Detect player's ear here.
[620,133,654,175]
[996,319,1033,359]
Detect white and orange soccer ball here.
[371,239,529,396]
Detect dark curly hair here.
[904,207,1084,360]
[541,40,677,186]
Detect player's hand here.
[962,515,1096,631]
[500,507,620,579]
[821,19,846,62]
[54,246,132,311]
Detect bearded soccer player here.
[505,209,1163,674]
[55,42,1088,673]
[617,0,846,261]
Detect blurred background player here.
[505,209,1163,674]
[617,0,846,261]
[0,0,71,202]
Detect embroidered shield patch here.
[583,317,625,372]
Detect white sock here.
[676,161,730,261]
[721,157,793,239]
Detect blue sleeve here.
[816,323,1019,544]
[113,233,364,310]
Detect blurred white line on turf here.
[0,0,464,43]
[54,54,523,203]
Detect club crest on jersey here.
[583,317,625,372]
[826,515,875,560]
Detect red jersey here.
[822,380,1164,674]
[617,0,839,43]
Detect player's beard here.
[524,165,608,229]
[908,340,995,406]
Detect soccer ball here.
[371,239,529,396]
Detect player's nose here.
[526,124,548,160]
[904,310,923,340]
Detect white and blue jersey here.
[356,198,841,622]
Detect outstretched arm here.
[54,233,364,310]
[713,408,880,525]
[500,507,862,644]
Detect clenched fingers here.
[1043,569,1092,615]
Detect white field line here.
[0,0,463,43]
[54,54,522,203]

Directions:
Render the material from the line containing "Detect white sock here." through its final line, both included, as a JSON list of strings with one string per line and blank lines omitted.

Output for this task:
[
  "Detect white sock here.",
  "[676,161,730,261]",
  "[721,157,793,239]",
  "Detect blue sleeve here.",
  "[816,323,1019,544]",
  "[113,233,364,310]",
  "Detect blurred white line on turf here.",
  "[0,0,464,43]",
  "[54,54,523,203]",
  "Detect club crest on jersey here.",
  "[583,317,625,372]",
  "[826,515,875,560]",
  "Detect red jersey here.",
  "[822,380,1164,674]",
  "[617,0,839,43]",
  "Detect player's beard here.",
  "[524,165,608,229]",
  "[908,340,995,406]",
  "Detect soccer ball here.",
  "[371,239,529,396]",
  "Detect player's nose here.",
  "[526,124,548,160]",
  "[904,310,923,340]",
  "Detect white and blue jersey here.",
  "[356,198,841,622]",
  "Detect outstretched arm here.",
  "[54,233,364,310]",
  "[713,408,880,525]",
  "[500,507,862,644]",
  "Detect clenched fingers here.",
  "[1043,569,1092,615]",
  "Detect white field line here.",
  "[0,0,463,43]",
  "[54,54,522,203]"
]